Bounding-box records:
+++

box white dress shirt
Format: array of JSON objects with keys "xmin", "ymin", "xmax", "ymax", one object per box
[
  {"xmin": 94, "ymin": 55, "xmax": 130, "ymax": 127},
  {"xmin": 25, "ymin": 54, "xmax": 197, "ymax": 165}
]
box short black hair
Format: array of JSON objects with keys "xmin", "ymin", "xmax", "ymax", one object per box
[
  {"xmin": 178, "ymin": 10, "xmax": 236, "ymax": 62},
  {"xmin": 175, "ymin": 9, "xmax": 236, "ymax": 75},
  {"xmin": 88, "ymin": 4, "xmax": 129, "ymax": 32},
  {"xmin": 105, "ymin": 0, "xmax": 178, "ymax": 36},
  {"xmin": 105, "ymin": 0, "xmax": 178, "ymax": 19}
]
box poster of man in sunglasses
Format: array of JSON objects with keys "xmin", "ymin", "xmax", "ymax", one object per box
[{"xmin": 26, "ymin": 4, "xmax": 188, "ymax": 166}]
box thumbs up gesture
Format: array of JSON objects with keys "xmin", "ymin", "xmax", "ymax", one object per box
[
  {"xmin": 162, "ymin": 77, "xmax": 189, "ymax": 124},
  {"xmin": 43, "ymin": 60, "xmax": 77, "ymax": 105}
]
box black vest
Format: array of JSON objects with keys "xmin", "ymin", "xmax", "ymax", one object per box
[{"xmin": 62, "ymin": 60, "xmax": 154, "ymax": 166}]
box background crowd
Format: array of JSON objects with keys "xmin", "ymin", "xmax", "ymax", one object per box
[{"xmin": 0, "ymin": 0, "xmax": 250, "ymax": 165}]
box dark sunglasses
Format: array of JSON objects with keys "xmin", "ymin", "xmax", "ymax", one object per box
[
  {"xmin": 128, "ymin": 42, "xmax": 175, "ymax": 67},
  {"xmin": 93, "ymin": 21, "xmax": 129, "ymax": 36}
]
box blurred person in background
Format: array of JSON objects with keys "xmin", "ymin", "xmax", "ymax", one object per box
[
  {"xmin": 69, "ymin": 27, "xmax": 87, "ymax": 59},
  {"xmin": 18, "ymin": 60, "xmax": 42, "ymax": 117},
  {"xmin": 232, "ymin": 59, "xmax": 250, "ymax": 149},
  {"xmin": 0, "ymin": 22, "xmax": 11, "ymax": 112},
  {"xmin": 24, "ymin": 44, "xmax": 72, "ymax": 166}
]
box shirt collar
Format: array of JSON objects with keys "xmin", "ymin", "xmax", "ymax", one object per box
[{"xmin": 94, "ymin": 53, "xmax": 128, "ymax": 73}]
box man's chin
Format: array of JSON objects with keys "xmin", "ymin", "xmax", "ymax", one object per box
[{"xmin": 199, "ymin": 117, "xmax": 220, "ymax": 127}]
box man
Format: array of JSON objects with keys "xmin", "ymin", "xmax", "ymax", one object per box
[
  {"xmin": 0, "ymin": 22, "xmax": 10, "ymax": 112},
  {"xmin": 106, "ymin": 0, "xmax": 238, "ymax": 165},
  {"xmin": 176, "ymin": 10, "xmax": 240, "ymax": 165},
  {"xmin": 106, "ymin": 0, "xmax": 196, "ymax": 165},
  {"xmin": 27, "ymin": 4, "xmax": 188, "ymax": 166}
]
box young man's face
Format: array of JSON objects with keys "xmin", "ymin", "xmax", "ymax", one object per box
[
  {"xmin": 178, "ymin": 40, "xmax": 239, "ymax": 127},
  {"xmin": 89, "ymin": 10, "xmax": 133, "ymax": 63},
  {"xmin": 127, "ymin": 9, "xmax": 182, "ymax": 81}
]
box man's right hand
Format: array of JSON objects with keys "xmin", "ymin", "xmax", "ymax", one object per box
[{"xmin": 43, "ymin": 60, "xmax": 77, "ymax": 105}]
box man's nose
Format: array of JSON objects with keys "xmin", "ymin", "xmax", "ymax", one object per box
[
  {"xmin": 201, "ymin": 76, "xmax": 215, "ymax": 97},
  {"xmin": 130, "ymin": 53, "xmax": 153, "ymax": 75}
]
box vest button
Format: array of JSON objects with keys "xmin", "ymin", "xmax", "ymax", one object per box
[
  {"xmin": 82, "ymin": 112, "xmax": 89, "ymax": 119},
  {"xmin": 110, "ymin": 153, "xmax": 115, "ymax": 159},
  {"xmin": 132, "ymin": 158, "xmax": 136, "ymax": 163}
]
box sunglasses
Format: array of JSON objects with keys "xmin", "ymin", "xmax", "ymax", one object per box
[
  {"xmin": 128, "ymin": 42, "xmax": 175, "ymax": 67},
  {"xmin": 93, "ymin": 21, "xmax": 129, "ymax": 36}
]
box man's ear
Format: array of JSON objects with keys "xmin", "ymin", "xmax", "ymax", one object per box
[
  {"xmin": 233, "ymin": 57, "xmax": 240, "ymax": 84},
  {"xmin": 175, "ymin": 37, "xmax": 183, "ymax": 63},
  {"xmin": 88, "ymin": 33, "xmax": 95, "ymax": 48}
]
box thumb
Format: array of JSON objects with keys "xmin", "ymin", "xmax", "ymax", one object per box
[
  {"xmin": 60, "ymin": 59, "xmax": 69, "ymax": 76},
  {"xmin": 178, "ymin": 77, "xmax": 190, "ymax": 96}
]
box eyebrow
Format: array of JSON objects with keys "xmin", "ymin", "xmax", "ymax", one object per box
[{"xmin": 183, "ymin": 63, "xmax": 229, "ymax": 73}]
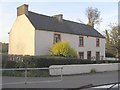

+++

● EXERCISE OBJECTIVE: Pull out every line of the records above that contains the word "sunglasses", copying each line in full. Case counts, so match only that exact capitalization.

● COMPLETE RESPONSE:
box poster of man in sunglasses
box dark sunglasses
box sunglasses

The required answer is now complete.